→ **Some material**
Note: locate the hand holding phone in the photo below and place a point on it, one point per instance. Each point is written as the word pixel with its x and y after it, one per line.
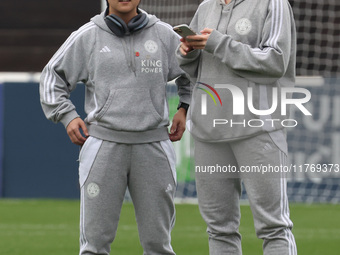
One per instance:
pixel 184 30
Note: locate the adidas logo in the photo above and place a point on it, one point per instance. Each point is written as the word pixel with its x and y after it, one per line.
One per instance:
pixel 105 49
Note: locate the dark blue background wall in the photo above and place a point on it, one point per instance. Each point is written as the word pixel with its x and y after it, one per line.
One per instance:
pixel 38 159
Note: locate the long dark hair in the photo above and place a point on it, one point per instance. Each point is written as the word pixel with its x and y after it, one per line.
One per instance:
pixel 107 3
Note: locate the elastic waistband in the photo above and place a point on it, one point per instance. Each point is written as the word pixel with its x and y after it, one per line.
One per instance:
pixel 149 136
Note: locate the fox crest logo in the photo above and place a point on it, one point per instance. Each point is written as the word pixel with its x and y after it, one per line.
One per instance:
pixel 151 46
pixel 243 26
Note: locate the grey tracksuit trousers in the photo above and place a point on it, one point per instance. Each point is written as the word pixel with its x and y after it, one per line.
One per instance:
pixel 106 170
pixel 219 192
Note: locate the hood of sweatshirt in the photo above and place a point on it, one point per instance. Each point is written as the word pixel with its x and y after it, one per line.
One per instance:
pixel 100 22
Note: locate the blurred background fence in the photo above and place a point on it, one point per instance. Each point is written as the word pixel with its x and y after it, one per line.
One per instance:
pixel 36 156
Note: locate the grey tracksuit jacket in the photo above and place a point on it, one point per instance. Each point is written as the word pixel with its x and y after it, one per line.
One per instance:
pixel 125 81
pixel 253 46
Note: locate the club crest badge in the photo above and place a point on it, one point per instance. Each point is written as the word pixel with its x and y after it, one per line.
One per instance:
pixel 243 26
pixel 151 46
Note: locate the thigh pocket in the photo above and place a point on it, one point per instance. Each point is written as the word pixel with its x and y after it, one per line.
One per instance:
pixel 171 155
pixel 87 155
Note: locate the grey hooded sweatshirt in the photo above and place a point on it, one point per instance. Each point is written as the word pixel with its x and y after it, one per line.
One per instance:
pixel 125 80
pixel 252 48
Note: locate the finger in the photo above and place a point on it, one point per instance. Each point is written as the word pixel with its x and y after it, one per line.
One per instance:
pixel 84 128
pixel 206 31
pixel 79 137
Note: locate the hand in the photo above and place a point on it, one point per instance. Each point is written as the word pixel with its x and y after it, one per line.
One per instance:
pixel 178 125
pixel 73 131
pixel 185 48
pixel 198 42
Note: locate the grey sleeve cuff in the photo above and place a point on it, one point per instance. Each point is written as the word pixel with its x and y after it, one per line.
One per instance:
pixel 68 117
pixel 213 40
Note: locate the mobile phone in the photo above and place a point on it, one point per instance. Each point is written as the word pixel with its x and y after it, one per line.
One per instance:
pixel 183 30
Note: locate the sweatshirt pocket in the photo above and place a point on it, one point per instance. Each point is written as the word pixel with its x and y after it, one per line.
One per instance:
pixel 130 109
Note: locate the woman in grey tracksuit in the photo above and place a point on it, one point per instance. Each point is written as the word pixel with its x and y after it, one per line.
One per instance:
pixel 125 58
pixel 244 57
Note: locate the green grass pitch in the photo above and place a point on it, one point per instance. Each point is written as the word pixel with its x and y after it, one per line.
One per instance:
pixel 34 227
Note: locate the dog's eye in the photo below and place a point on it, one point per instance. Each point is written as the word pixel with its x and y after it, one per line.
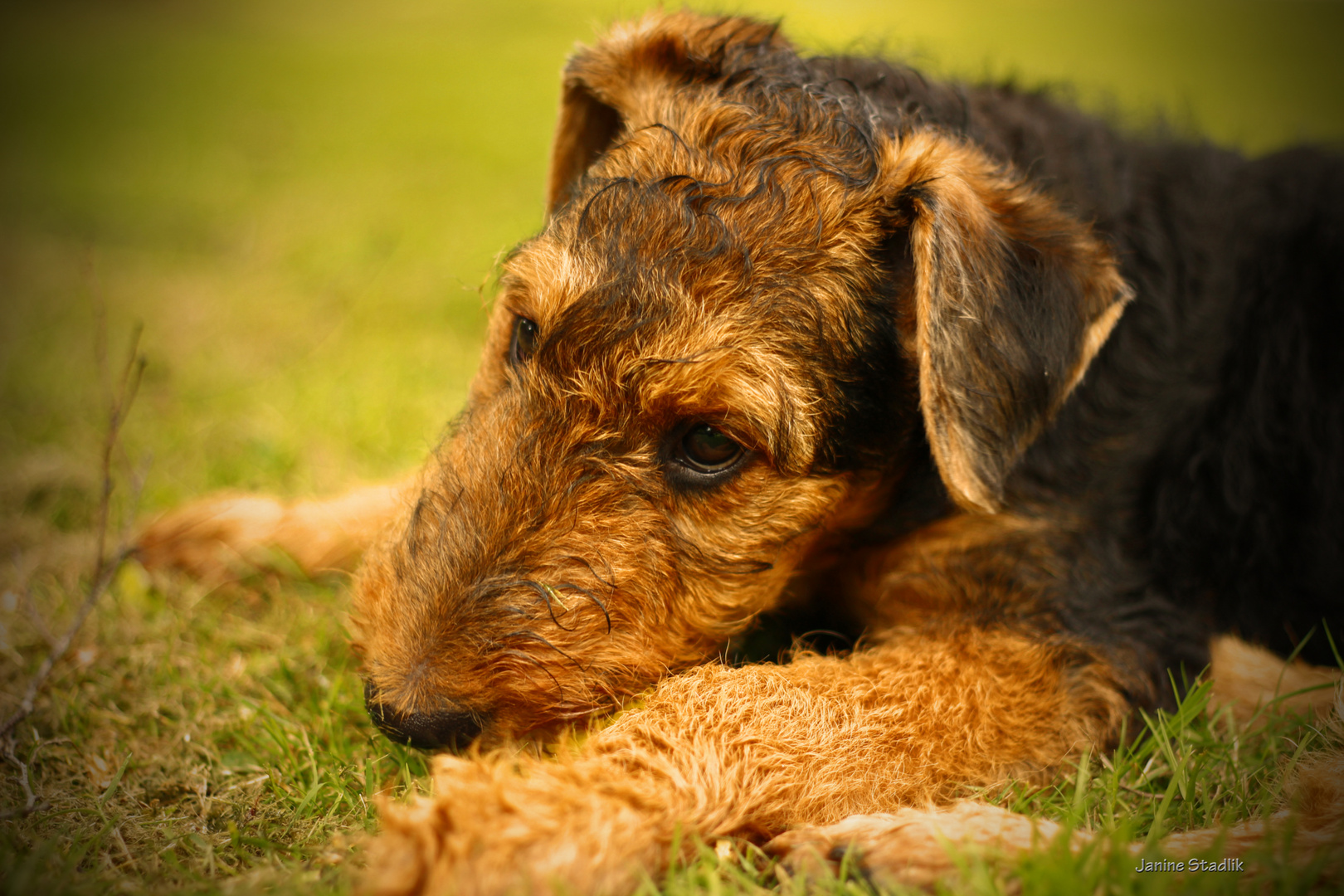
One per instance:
pixel 524 340
pixel 709 450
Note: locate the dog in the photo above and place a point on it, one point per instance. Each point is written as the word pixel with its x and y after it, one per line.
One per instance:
pixel 1035 406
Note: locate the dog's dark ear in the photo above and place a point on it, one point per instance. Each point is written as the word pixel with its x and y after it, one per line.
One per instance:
pixel 622 80
pixel 1010 299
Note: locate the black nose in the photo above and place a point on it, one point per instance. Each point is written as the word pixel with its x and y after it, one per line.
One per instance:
pixel 424 730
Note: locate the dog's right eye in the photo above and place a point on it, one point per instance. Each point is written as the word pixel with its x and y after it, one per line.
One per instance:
pixel 524 342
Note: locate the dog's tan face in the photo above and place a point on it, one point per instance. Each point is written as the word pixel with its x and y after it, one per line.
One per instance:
pixel 645 460
pixel 710 362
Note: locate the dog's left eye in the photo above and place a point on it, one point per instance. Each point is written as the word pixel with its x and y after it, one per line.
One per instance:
pixel 524 340
pixel 707 450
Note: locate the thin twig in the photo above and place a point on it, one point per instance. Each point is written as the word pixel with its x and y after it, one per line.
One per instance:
pixel 105 567
pixel 30 798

→ **Given problem**
Quote all of the material above verbatim, line for line, leaving out the pictures.

→ **Exercise result**
Note: locate the hand holding phone in the photo below and place a point on it, one point per instance. Each point is written as the word pixel with its x and y after it, one per line.
One per instance:
pixel 184 30
Note: locate the adidas logo in the photo above and place a point on it, one point per instance. Each point is written as the word pixel with its x and y after it, one per line.
One per instance:
pixel 105 49
Note: locate the dark blue background wall in the photo above and place a point on it, one point per instance. Each point is written as the word pixel with its x and y after it, one per line.
One per instance:
pixel 38 159
Note: locate the long dark hair in the photo above and place a point on it, one point per instance. Each point is written as the word pixel with its x and y after it, one per line.
One per instance:
pixel 107 3
Note: locate the elastic waistband in the photo above and place a point on it, one point per instance. Each point is written as the word pixel with its x and y after it, one per line.
One per instance:
pixel 149 136
Note: locate the fox crest logo in the photo above and place a point on it, one point per instance. Each point is written as the word pixel with its x and y after it, one per line.
One per instance:
pixel 151 46
pixel 243 26
Note: locate the grey tracksuit trousers in the photo above and place a point on it, one point per instance. Each point is written as the word pixel with its x and y after it, one per line.
One per instance:
pixel 106 170
pixel 219 192
Note: locate the hood of sweatshirt in the photo above and place a point on it, one point per instance. Each point is written as the word pixel with its x and y after it, one per line.
One per instance:
pixel 100 22
Note: locate the blurred background fence in the photo above and place a point on it, one point per instance. Each point is written as the word pixel with its x and y after it, one per line.
One per instance:
pixel 36 156
Note: locate the grey tracksuit jacket in the photo above and place a point on it, one point per instance. Each point is written as the word pixel with its x and y after it, one per line.
One per instance:
pixel 125 81
pixel 253 46
Note: locate the club crest badge in the photo above and place a point on it, one point per instance. Each point is written as the word pixel with its x and y after it, one per line.
One per instance:
pixel 243 26
pixel 151 46
Note: locate the thigh pocket in the photo above and place a point on it, one point per instance. Each point is written as the word pixel with its x and y after it, one per line.
One per instance:
pixel 171 155
pixel 87 155
Note: locate the grey hooded sweatshirt in the photo above and place a point on it, one point per instance. Each point is written as the word pixel with its x and y after it, one per line.
One per instance:
pixel 125 80
pixel 252 48
Note: locate the finger in the photo above and place a point on it, one point per instance. Each point is written as the word pixel with its x and y after it, one per line.
One per instance:
pixel 84 128
pixel 206 31
pixel 79 137
Note: locate the hand in the photo above and place a point on it, one point per instance. Each point is written as the word pixel with its x and y after it, one per line.
One per instance:
pixel 178 125
pixel 73 131
pixel 185 48
pixel 198 42
Note: locate the grey sleeve cuff in the photo above and place a point on it, one point per instance. Each point is written as the word pixel with its x and y after it, one per line.
One per instance:
pixel 68 117
pixel 213 40
Note: locate the mobile phone in the photo above and place a point on it, one point per instance. Each point is written as the word pixel with its x and y after it, one per line.
One per instance:
pixel 183 30
Note: locate the sweatshirt pocket in the photo above and place a point on it, one point per instance. Each point is written as the word pixel with its x and y after it, one per line.
One per instance:
pixel 130 109
Note: locate the woman in grey tracksuit in the photo above and place a point on it, one point per instance. Each point is written as the word pixel with its x and y after it, one per line.
One per instance:
pixel 125 58
pixel 244 57
Note: locate the green grass pitch in the photo above and place a point on it, one point per instance. Each point is written as the word pixel with its x and y after it, one per line.
One per instance:
pixel 34 227
Note: locate the dog's eye in the photo below and place a point on it, one point per instance. Each point is written as the word pixel with its x and y after it, one per line.
One per instance:
pixel 524 340
pixel 709 450
Note: locate the dog in the photo above and place a point on it, one point per instance. Each point is written as the word pixel with its x and y after it, one per line.
One per instance:
pixel 1035 406
Note: locate the dog's dark ear in the photo above and place a point on it, one point per instance. Each point is written as the word pixel with its x and y after it, one per line.
One per instance:
pixel 622 80
pixel 1010 299
Note: locate the black nose in the photo above and place a point on it, one point per instance. Each point is written as the word pixel with its x and y after it, one per line.
One per instance:
pixel 424 730
Note: locate the dog's right eye in the photo above and place a point on it, one point per instance. Each point is written as the word pixel with its x and y after it, one per line.
One per instance:
pixel 524 342
Note: locate the dog's tan face in the photo above and place a point on it, one point per instance. Each point is written as the word pixel with its x and y after it, one per line.
One per instance:
pixel 645 460
pixel 710 362
Note: locate the dog's left eye in the photo above and place a point on it, one point per instance. Each point is written as the word pixel with its x and y after it, one per line.
One per instance:
pixel 524 340
pixel 707 450
Note: locate the thin twig in the photo above and place a point on it, one point per instance. Each point is written as the word pixel with its x and y after it, one per line.
One per instance:
pixel 105 567
pixel 30 798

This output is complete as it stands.